> **EXERCISE PASSAGE**:
-.-.-

It’s not quite true that just because Dollface stars Kat Dennings, an actual Cat Lady is prominently featured.
The surreal sight of a woman suddenly appearing with a remarkably realistic cat’s head is just one of the many surreal, comic, strange effects in the Hulu series, which begins Season 2 Friday and stars Dennings as Jules.
“Well, the Cat Lady we established in Season 1 was kind of like all of Jules’ fears,” Dennings, 35, said in a Zoom interview. “The fear of being alone and being a ‘cat lady,’ like being a woman alone with a cat.
“That’s like something that society has told women, ‘It’s bad and don’t become a cat lady.’ Of course. It’s a 30-year-old woman and it’s so silly. But that’s where the Cat Lady started.
“We have the amazing Beth Grant, who’s an incredible, tremendous, iconic actress, playing the Cat Lady. And in Season 2, it becomes less of a fear and more of an empowerment thing. Because the Cat Lady is one of the more badass characters in the show, she’s kind of like Jiminy Cricket mixed with like the fairy godmother in ‘Pinocchio.’”
Dollface is Dennings’ follow-up to the long-running hit 2 Broke Girls.
In Season 1, Jules was a little bit of a trainwreck. She abandoned her friends after college to be with her long-term boyfriend and just gave up all of them.

-.-.-

> **RECORDS**:
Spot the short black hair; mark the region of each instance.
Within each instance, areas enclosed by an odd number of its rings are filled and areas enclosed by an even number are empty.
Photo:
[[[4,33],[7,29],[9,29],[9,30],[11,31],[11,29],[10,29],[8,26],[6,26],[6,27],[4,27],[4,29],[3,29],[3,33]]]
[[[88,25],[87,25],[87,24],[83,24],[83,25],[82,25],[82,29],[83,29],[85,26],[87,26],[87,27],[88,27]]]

-.-.-

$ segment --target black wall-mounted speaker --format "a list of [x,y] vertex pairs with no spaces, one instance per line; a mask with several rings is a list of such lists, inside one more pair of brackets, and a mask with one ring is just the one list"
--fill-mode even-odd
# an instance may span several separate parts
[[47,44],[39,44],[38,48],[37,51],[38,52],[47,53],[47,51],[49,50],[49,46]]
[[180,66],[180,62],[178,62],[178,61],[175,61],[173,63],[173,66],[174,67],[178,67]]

-.-.-

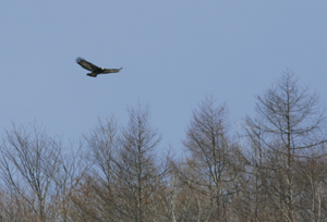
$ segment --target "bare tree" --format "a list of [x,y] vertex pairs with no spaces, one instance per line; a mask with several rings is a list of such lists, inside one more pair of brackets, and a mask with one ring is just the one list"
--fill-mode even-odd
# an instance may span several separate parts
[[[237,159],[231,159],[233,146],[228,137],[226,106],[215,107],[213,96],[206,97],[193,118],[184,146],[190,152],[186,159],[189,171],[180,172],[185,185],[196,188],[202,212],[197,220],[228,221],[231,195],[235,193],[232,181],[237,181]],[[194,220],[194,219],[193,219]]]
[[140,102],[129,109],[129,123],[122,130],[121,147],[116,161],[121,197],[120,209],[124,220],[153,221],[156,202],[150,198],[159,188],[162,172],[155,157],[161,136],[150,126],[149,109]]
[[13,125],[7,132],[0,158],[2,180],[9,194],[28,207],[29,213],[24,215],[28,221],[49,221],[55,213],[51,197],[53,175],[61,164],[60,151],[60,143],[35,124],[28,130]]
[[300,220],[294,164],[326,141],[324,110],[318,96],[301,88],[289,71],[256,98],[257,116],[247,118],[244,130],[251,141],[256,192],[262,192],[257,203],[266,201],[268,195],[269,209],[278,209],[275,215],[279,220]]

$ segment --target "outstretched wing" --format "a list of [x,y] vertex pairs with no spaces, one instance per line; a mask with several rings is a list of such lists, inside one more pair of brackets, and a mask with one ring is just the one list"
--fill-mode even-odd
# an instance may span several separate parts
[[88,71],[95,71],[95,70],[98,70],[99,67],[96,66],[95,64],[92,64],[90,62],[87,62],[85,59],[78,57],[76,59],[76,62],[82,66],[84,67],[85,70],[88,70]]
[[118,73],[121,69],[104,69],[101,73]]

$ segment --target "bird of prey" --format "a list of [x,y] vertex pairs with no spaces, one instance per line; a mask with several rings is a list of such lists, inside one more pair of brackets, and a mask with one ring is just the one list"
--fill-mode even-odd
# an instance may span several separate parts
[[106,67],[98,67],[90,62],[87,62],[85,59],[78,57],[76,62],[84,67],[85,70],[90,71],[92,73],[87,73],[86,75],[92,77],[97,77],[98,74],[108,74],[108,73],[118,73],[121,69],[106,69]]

-.-.-

> **YOUR INSTRUCTIONS**: Continue the article about Kat Dennings and Dollface, starting after its last sentence.

> **EXERCISE OUTPUT**:
“Then after their breakup she comes crawling back. So in Season 2, she’s laid down that groundwork with all of them and they have a very strong friendship. It’s a post-pandemic kind of fantasy, where Jules thinks she’s going back to work for the first time. To be fired. But it says she gets promoted.
“So it turns her whole world upside down and she has really questioned what she’s doing and what she actually wants. So her arc is about discovering who she is, what she wants and whether she actually likes what she’s doing.
“Tough life lessons, but you know, she almost gets there.”
Dollface has fun considering the complexities of feminism. Jules works for a company called Woom, a riff on Gwyneth Paltrow’s wildly successful company Goop.
“It’s worth acknowledging this lifestyle brand. It’s hilarious,” Dennings declared, “because they sell like $400 eyebrow brushes or whatever. So that’s what Goop is about and that’s a really fun thing to play with because Jules is of course the opposite of that.
“She has no idea why you need an eyebrow brush to begin with. It’s very funny that she works there.”